Task details
Some lines in the records below may hold the word "plastic"; give the number of those lines and nothing else.

##### Entries shown #####

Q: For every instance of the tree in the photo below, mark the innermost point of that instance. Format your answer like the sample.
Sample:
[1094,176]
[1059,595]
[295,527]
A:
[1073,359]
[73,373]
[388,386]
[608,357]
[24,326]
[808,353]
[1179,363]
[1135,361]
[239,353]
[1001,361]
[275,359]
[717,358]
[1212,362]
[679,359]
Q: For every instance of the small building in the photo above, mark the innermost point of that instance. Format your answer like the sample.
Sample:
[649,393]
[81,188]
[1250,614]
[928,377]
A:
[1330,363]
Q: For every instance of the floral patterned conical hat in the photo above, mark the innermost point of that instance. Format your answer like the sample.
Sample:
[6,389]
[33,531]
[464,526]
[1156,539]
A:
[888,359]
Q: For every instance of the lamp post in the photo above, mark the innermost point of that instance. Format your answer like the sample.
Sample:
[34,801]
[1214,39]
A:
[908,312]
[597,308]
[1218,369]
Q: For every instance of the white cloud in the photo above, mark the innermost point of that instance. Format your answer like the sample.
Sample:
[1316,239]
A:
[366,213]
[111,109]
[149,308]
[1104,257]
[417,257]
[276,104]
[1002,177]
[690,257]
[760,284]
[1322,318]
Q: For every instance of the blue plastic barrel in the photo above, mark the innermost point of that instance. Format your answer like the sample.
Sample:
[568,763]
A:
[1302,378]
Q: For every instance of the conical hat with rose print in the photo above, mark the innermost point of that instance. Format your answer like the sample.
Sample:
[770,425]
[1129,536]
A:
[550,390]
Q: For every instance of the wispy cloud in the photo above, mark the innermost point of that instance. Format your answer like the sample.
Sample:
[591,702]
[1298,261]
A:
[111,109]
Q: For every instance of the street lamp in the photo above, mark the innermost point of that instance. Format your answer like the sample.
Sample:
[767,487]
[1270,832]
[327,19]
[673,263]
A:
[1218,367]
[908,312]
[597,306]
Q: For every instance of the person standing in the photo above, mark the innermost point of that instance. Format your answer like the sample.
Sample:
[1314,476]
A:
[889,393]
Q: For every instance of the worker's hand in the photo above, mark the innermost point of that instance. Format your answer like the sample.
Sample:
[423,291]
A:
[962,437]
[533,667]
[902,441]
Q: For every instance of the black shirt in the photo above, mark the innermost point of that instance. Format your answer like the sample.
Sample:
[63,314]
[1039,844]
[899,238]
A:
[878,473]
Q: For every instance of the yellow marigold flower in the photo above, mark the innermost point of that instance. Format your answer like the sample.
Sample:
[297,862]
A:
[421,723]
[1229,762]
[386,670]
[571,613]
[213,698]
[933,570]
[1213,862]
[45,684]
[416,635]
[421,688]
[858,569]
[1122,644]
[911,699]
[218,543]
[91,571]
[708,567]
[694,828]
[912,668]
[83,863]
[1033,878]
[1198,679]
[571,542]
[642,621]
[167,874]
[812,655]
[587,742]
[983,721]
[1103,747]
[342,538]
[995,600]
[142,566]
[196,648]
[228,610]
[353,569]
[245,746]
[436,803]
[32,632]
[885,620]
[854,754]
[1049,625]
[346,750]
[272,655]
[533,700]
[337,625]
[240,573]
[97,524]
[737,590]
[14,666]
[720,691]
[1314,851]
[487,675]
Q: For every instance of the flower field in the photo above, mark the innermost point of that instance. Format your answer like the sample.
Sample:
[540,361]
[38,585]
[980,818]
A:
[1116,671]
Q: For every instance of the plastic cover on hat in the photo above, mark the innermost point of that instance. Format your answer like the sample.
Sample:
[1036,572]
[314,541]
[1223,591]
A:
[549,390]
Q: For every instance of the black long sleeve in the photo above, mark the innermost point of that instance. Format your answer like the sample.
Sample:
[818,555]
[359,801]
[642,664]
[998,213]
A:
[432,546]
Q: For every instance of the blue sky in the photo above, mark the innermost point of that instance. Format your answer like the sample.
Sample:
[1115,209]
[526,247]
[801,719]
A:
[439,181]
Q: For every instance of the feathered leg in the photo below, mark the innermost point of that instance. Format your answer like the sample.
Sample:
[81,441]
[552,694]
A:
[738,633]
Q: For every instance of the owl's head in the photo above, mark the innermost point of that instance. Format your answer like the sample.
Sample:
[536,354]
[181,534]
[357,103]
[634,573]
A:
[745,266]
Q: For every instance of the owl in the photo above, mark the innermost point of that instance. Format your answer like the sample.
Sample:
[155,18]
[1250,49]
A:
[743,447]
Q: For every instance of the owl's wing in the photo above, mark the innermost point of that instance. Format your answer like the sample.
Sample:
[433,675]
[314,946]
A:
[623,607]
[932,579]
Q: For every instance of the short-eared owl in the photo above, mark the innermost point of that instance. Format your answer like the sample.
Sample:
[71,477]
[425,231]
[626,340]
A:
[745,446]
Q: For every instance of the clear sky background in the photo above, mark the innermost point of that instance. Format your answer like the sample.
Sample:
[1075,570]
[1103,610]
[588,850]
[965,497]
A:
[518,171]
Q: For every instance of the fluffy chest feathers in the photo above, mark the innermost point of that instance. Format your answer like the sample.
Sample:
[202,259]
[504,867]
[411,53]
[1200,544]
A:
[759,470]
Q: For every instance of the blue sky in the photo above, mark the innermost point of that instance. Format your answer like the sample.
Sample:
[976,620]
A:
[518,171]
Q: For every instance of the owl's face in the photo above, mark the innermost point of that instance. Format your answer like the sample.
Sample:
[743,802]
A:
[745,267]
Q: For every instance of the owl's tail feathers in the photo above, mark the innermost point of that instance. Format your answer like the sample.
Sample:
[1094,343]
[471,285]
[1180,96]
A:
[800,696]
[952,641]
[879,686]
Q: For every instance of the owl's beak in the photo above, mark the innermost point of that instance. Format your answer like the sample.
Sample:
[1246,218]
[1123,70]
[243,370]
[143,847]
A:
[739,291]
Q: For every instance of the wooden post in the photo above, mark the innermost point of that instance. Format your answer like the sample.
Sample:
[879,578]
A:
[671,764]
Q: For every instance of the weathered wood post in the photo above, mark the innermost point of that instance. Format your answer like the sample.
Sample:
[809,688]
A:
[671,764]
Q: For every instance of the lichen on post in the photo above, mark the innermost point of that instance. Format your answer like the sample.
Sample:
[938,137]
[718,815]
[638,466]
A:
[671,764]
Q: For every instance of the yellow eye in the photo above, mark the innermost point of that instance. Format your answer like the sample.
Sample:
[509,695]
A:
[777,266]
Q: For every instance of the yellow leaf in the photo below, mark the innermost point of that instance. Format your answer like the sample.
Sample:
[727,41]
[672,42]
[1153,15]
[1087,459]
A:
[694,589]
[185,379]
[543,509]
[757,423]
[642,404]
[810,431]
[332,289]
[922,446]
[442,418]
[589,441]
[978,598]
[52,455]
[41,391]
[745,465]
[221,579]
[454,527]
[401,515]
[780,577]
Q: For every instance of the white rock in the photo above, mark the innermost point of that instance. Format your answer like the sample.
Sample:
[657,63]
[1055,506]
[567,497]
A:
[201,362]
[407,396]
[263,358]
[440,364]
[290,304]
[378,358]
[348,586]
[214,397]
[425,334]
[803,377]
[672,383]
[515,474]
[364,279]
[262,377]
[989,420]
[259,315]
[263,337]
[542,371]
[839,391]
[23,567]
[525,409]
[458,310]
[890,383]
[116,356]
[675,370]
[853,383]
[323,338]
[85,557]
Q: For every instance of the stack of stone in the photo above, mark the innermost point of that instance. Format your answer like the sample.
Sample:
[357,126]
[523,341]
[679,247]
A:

#####

Response
2